SET TASK:
Return, word for word, the part of the Ecurie Bleue passage that opens with the words containing "To be honest, when" and closes with "with red trimming.".

Keystone-France/Gamma-Keystone via Getty Images

Although the German teams were busy preparing for the Italian GP in Livorno on September 12, Huhnlein took the trouble to ensure the huge crowd of press and photographers that witnessed this memorable Ecurie Bleue / Bugatti duel (which Dreyfus narrowly won) included a spy from the Mercedes technical department. Despite the Delahaye victory, the spy told his superiors they had nothing to worry about for the 1938 season.

To be honest, when the two Ecurie Bleue transporters set off for Pau, nobody in the motoring press thought Lucy Schell had any chance against a lineup that included the exciting W154, the new monoplace supercharged 3-litre Bugatti, or Tazio Nuvolari in one of two new eight-cylinder Alfa Romeos (Tipo 308) managed for the new Alfa Corse team by Enzo Ferrari. Against this opposition, Ecurie Bleue was entering a pair of outdated-looking, two-seater ‘bathtub’ road cars — more of a sportscar than a GP car. They were painted duck-egg blue, with red trimming.

DATA EXTRACT:
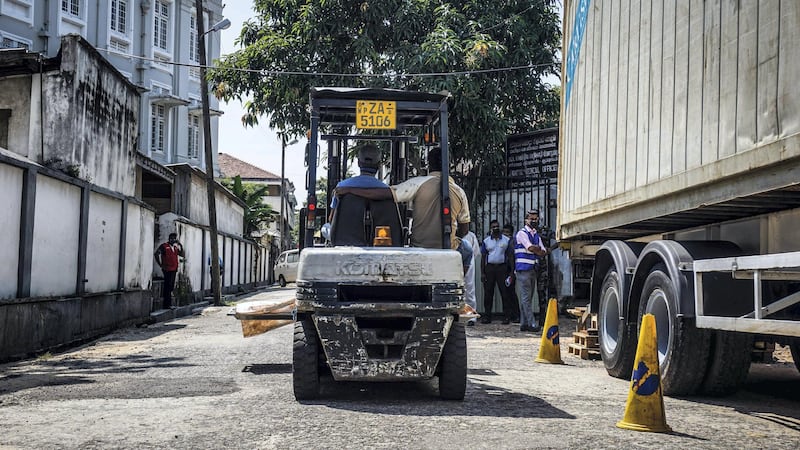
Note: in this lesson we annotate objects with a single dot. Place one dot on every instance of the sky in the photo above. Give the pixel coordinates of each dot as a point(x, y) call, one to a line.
point(259, 145)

REPLY:
To be honest, when the two Ecurie Bleue transporters set off for Pau, nobody in the motoring press thought Lucy Schell had any chance against a lineup that included the exciting W154, the new monoplace supercharged 3-litre Bugatti, or Tazio Nuvolari in one of two new eight-cylinder Alfa Romeos (Tipo 308) managed for the new Alfa Corse team by Enzo Ferrari. Against this opposition, Ecurie Bleue was entering a pair of outdated-looking, two-seater ‘bathtub’ road cars — more of a sportscar than a GP car. They were painted duck-egg blue, with red trimming.